Bunun üzerine (Çin’e bağlanmayı öğütleyen) Hun prensi ise şöyle konuştu: 

“- Bu doğru değildir! (Bir devletin) güçlü veya güçsüz olması, zamanla değişir. Çin şimdi, en güçlü çağındadır. (Türkistan’daki) Wusunlar ile şehir devletlerinin hepsi, Çin’e bağlanmışlardır. Onlar âdeta, Çin’in bir cariyesi gibi oldular. Tsüti-hou Han’dan beri Hunlar (M.Ö. 101-96), her gün bir yurt parçasını kaybediyor. Bunları yeniden elde edemeyiz. Bu durumda, kuvvete boyun eğmek zorundayız. Yoksa bir gün bile rahat yüzü göremeyiz. Eğer şimdi Çin’e bağlanıp, hizmet edersek, dirlik ve barış buluruz. Yoksa tehlike içinde kalır ve yok oluruz. Bundan daha iyi bir şey yapabilir miyiz?”.

 

Bütün devlet büyükleri bu meseleyi uzun uzun tartışlar. Fakat Ho-han-yeh Han kendisi, bu öğüdü kabul ederek halkını alıp güneye yürüdü. Çin seddine kadar gitti ve oğlunu Çin sarayında hizmete girmesi için gönderdi.

 

Ho-han-yeh, Çin’e gidince yerine geçen Çi-çi, halkın içinde sonsuz bir “Hun olma gururu” ile mücadeleye başladı. İlk anda Orta Asya’daki üç büyük kavmi yenerek onları kendine bağlamıştı. O, Motun (Bagatur-Mete)’un başkentinde oturarak gerçek ve büyük bir Hun İmparatoru olduğunu göstermiştir. Ancak Çin ile anlaşan kardeşi gittikçe güçlenmeye başlamış ve kendisi için büyük bir tehlike hâline gelmişti. Esasen bu sıralarda Çi-çi de güçlüydü. Batı Türkistan sınırına kadar birkaç kez akın yapmıştı ve onu daha çok ilgilendiren saha da burası idi. M.Ö. 49 yılından sonra Çi-çi âdeta ikinci bir Motun gibi davranmış ve onun gibi hareket etmeye başlamıştı. Kuzeyde Kırgızları hâkimiyeti altına aldıktan sonra -belki de- Çin ile anlaşan kardeşinden de gelecek tehlikeyi sezdiğinden dolayı hemen burada bir “otağ yeri” yaptırmıştır.

 

Hun Hakanının güçlenmesi üzerine “Türkü Türk’e kırdırmak” şeklinde özetlenebilen geleneksel Çin politikası işlemeye başlamıştır. Çi-çi’ye karşı Ho-han-yeh’e yardım etmeye başlayan Çinliler, günden güne bu yardım miktarını artırmışlardır. Nihayet M.Ö. 44 yılında Çi-çi’nin kendisine gelen Çin elçilerini öldürmesi üzerine, Çin imparatoru Ho-han-yeh ile bir anlaşma yaptı. Kısaca ifade etmek gerekirse iki taraftan bir saldırıya uğrayacak olursa diğerinin yardımda bulunması kararlaştırılmıştı.

§ §

◆ Görev ◆
Hun tarihine ilişkin metne göre şu ifadelerin her biri için evet ya da hayır deyin ve kararı belirleyen sözleri metinden aynen alıntılayın: (a) Hun prensine göre Wusunlar ile şehir devletlerinin hepsi Çin’e bağlanmıştır. (b) Çin elçilerini Ho-han-yeh öldürmüştür. (c) Ho-han-yeh oğlunu Çin sarayında hizmete girmesi için göndermiştir.

◆ Veriler ◆
§ §

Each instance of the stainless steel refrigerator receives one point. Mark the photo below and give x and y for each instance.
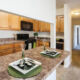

§ §

◆ Alıştırmanın Çözümü ◆
(a) Evet: “(Türkistan’daki) Wusunlar ile şehir devletlerinin hepsi, Çin’e bağlanmışlardır.”
(b) Hayır: “Nihayet M.Ö. 44 yılında Çi-çi’nin kendisine gelen Çin elçilerini öldürmesi üzerine, Çin imparatoru Ho-han-yeh ile bir anlaşma yaptı.”
(c) Evet: “Çin seddine kadar gitti ve oğlunu Çin sarayında hizmete girmesi için gönderdi.”